Data listing:
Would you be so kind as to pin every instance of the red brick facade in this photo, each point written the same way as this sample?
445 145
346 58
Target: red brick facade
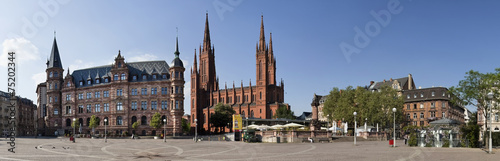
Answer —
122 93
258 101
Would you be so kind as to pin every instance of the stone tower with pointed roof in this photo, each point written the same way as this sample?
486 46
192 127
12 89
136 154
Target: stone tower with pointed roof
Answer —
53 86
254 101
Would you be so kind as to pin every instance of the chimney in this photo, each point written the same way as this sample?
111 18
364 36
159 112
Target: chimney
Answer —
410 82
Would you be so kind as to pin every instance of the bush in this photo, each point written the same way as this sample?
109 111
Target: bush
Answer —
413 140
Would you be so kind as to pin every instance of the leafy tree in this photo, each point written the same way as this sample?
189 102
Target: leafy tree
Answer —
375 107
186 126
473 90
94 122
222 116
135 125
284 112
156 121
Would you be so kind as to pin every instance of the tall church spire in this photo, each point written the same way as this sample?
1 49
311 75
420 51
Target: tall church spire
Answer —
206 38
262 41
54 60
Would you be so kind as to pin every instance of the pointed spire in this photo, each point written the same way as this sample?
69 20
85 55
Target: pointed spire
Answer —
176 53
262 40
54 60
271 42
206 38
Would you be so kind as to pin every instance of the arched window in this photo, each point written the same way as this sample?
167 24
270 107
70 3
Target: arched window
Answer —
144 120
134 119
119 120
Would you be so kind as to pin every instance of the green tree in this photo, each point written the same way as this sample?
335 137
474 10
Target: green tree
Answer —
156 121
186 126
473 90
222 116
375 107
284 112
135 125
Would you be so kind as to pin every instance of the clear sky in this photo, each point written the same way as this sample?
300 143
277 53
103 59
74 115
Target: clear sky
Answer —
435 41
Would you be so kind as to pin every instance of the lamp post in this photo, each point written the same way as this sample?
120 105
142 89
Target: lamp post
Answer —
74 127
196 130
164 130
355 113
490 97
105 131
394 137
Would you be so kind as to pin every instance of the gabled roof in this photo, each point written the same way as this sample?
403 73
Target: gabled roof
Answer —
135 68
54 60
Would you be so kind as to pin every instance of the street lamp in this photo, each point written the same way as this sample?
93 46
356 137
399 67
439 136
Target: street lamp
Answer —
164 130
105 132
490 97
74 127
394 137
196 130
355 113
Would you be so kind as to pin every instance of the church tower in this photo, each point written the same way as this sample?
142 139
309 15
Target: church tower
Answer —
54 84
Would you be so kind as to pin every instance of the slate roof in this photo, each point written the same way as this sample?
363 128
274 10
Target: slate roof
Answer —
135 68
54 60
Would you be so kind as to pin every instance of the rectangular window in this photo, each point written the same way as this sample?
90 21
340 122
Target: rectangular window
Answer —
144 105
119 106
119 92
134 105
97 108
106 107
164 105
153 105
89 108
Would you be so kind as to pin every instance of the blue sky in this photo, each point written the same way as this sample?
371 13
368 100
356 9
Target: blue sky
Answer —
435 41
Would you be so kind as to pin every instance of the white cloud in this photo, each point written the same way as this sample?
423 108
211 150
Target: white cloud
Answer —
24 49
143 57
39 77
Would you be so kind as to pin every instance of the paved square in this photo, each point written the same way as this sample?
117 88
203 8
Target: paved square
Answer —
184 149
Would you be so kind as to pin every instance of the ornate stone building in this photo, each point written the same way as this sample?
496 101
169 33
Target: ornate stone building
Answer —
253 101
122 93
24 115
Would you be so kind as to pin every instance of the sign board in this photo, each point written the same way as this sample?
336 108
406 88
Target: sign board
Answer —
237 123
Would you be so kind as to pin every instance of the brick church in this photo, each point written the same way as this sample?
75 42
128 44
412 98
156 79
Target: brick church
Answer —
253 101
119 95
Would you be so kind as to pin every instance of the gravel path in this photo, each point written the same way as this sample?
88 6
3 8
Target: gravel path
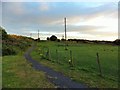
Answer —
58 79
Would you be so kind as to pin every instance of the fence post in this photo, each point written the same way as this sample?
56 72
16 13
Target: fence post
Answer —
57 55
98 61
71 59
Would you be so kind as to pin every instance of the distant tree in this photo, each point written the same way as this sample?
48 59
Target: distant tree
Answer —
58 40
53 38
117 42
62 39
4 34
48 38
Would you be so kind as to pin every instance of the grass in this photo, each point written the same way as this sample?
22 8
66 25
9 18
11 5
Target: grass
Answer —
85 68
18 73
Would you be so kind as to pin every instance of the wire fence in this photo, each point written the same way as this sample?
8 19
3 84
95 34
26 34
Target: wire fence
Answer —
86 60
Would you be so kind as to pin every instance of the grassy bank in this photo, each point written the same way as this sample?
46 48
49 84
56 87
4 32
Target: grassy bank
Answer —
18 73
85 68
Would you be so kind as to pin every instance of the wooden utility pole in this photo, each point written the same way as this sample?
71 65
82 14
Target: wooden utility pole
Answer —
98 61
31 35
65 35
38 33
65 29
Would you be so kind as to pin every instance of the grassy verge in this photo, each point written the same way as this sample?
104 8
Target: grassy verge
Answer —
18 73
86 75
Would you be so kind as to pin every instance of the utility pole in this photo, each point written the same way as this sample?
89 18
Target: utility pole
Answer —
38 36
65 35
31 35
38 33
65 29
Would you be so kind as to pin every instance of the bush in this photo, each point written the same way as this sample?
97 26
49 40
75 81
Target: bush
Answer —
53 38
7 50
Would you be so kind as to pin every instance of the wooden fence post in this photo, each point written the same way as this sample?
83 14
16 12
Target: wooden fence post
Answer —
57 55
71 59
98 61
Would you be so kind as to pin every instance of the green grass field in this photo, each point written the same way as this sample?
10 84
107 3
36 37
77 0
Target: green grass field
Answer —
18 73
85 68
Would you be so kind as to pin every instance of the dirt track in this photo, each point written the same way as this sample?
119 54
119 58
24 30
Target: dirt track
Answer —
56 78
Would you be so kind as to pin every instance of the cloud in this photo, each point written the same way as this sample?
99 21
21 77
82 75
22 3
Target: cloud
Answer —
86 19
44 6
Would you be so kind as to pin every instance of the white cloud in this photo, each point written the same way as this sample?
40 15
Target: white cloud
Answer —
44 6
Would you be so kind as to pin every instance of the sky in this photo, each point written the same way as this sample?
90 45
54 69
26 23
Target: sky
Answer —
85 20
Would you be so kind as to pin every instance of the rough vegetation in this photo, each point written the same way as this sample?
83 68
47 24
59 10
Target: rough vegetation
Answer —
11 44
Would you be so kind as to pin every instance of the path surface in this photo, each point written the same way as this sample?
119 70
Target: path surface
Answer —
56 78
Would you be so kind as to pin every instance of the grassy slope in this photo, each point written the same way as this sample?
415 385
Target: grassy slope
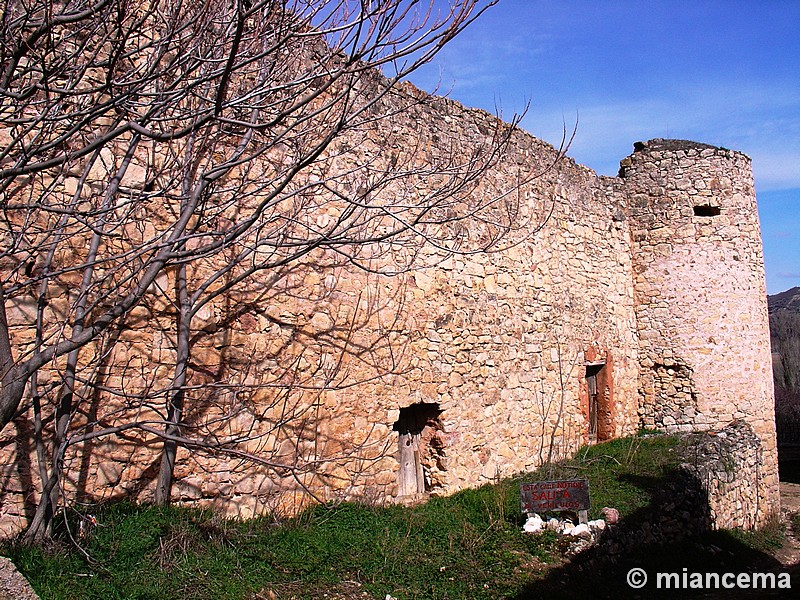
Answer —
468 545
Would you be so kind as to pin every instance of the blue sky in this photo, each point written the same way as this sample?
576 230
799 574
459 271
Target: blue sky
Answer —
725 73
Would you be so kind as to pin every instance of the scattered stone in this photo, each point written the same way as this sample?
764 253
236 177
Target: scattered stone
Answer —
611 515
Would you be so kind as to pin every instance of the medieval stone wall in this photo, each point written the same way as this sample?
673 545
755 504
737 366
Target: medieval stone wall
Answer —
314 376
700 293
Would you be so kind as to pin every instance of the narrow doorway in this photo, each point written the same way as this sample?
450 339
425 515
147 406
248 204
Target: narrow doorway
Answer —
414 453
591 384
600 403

Job:
Write out all the records above again, replacing "Would you be so kind as to pin" with "Please mark" and changing nothing else. Leave the pictures out.

Response below:
Please mark every instance of the red brick facade in this photo, each point written the same way as this sample?
445 145
346 58
Target: red brick facade
Answer —
122 93
258 101
Please mark every instance of the stone tower with pointed roof in this photo, each point written the same way as this sample?
486 46
192 127
12 89
136 154
Target: stone tower with pointed roof
Answer —
53 86
254 101
Please mark every instance of the chimney in this photo, each point written the same way as this sample?
111 18
364 36
159 112
Target: chimney
Answer —
410 82
Please mark every instance of the bush in this photo, each point written the same way as this sample?
109 111
Target: bush
Answer —
413 140
Please mark every instance of the leafy tree in this photo, each point written the same way as this sample?
189 102
Target: leafy tree
Answer —
375 107
186 126
473 90
94 122
222 116
135 125
284 112
156 121
Please mark every instance of the tall church spire in this photo, each point written the same way as this sample?
1 49
311 75
420 51
Target: tall church spire
Answer —
206 38
262 41
54 60
Please mark every instance of the pointed spire in this photo, each point written the same way as this sample?
69 20
85 55
Target: pointed spire
Answer —
176 53
262 40
54 60
271 42
206 38
Please mark every instance of the arched window in this photo, each point written the same way as this sample?
167 24
270 107
70 3
Target: arched window
Answer —
144 120
134 119
119 120
Please mark every instance of the green tree in this photo, each point written the same way as this sample?
335 137
474 10
Target: green tree
Answer —
156 121
186 126
473 90
222 116
375 107
284 112
135 125
Please mark every instance of the clear sky in this photo, each point written the same way as this sample?
300 143
277 53
103 59
74 115
Target: clear sky
Answer —
435 41
Please mark every instance of the lamp post in this photo, each point written the same way as this sample?
120 105
142 89
Target: lamp post
Answer —
74 127
196 130
164 130
355 113
490 97
105 131
394 137
Please mark every instance of the gabled roof in this photo, each point written the same way as this sample?
403 73
Target: gabled roof
Answer —
135 68
54 60
Please mark every instance of the street lamp in this photo, each point written the same way as this sample?
93 46
356 137
399 67
439 136
Target: street lamp
Answer —
164 130
105 132
490 97
74 127
394 137
196 130
355 113
Please mark every instance of the church tower in this photo, each point written the same way as this sample?
142 139
309 15
Target: church tower
Answer —
54 84
Please mark every instance of the slate roof in this photo, each point written the same way as this sample?
363 128
274 10
Target: slate roof
Answer —
135 68
54 60
Please mark every instance of the rectangular window in this photo, each point written the same way as this sample?
90 21
340 122
Target: rectangular window
Answer —
144 105
119 106
119 92
134 105
97 108
106 107
164 105
153 105
89 108
Please mark every instance of the blue sky in this photo, each point written the same way as this sample?
371 13
368 100
356 9
Target: blue sky
Answer —
435 41
Please mark every instance of the white cloud in this photo, each point written the same way as this sample?
423 108
211 150
Target: white cloud
Answer —
24 49
143 57
39 77
Please mark every instance of the paved square in this photo, each point written the same way as this sample?
117 88
203 8
Target: paved square
Answer —
184 149
Please mark every instance of the ornate stone building in this photo, each point written the same way as this sample?
496 101
169 33
Target: ornate stone building
Answer —
253 101
122 93
24 115
Please mark every instance of the sign board in this photo, each point written the same way as this sample?
336 108
406 88
Target: sign board
Answer —
237 123
Please mark every instance of the brick church in this photo, each point written the same way as this sample?
75 42
128 44
412 98
156 79
Target: brick church
Answer —
253 101
119 95
Please mark every instance of the gravel path in this photo, each point written the same way as this sample?
88 6
3 8
Target: gravel path
Answer —
58 79
Please mark every instance of the fence post in this photo, each point written the same way as this sample?
56 72
16 13
Target: fence post
Answer —
57 55
98 61
71 59
Please mark every instance of the distant tree in this photo, each point written the same way as this sample?
48 59
Target: distant tree
Answer —
58 40
53 38
117 42
62 39
4 34
48 38
Please mark every instance of the grass in this photo, each point written the same way as this sample?
22 8
66 25
9 18
11 5
Target: grass
Answer —
85 68
18 73
Please mark every instance of the wire fence in this photo, each point written the same way as this sample?
8 19
3 84
95 34
26 34
Target: wire fence
Answer —
86 60
Please mark every instance of the grassy bank in this photo, each point written the same way as this sample?
46 48
49 84
56 87
4 32
Target: grassy bank
Answer —
18 73
85 68
Please mark every instance of the wooden utility pole in this photo, each point written the same way as this sample?
71 65
82 14
Target: wooden utility pole
Answer —
98 61
31 35
65 35
38 33
65 29
Please mark every instance of the grassy verge in this photo, each point written the same way as this sample?
104 8
Target: grassy verge
Answer —
18 73
86 75
Please mark every instance of the utility pole in this photo, each point written the same way as this sample?
89 18
Target: utility pole
Answer —
38 36
65 35
31 35
38 33
65 29
Please mark every instance of the bush in this photo, each point written the same way as this sample?
97 26
49 40
75 81
Target: bush
Answer —
53 38
7 50
Please mark every instance of the wooden fence post in this photo, each point written the same way as this sample?
83 14
16 12
Target: wooden fence post
Answer —
57 55
71 59
98 61
Please mark every instance of the green grass field in this photo, each point written the same way as this sample?
10 84
107 3
36 37
77 0
Target: green grass field
Answer —
18 73
85 68
Please mark every instance of the dirt track in this photo, each point written the same way as this sample?
119 54
119 58
24 30
Target: dirt track
Answer —
56 78
Please mark every instance of the cloud in this photo, each point written the same way as this sample?
99 21
21 77
82 75
22 3
Target: cloud
Answer —
86 19
44 6
Please mark every instance of the white cloud in this photo, each point written the same way as this sample?
40 15
Target: white cloud
Answer —
44 6
Please mark every instance of the sky in this photo, each point written the same way as this sample?
90 45
54 69
26 23
Target: sky
Answer —
85 20
Please mark every instance of the rough vegetation in this photo, each point written the same way as this sample?
83 68
47 24
59 10
Target: rough vegetation
Answer —
11 44
Please mark every instance of the path surface in this photo, each point written the same way as this sample?
119 70
Target: path surface
Answer —
56 78
Please mark every instance of the grassy slope in this photo, each point written the same way as this sample?
415 385
Target: grassy slope
Answer —
468 545
Please mark every instance of the blue sky in this photo, each point written the same way as this sample?
576 230
799 574
459 271
Target: blue sky
Answer —
725 73
Please mark every instance of the scattered stone in this photo, each point written the same way as this sample?
764 253
236 177
Target: scattered stone
Answer —
611 515
Please mark every instance of the medieval stone wall in this photo, each point written the same way as this sample?
673 545
755 504
737 366
Target: medieval stone wall
Answer —
314 376
700 293
Please mark every instance of the narrow doorway in this photo, each point written the same way as this sample?
450 339
425 515
147 406
248 204
Target: narrow doorway
Answer —
414 453
591 384
600 403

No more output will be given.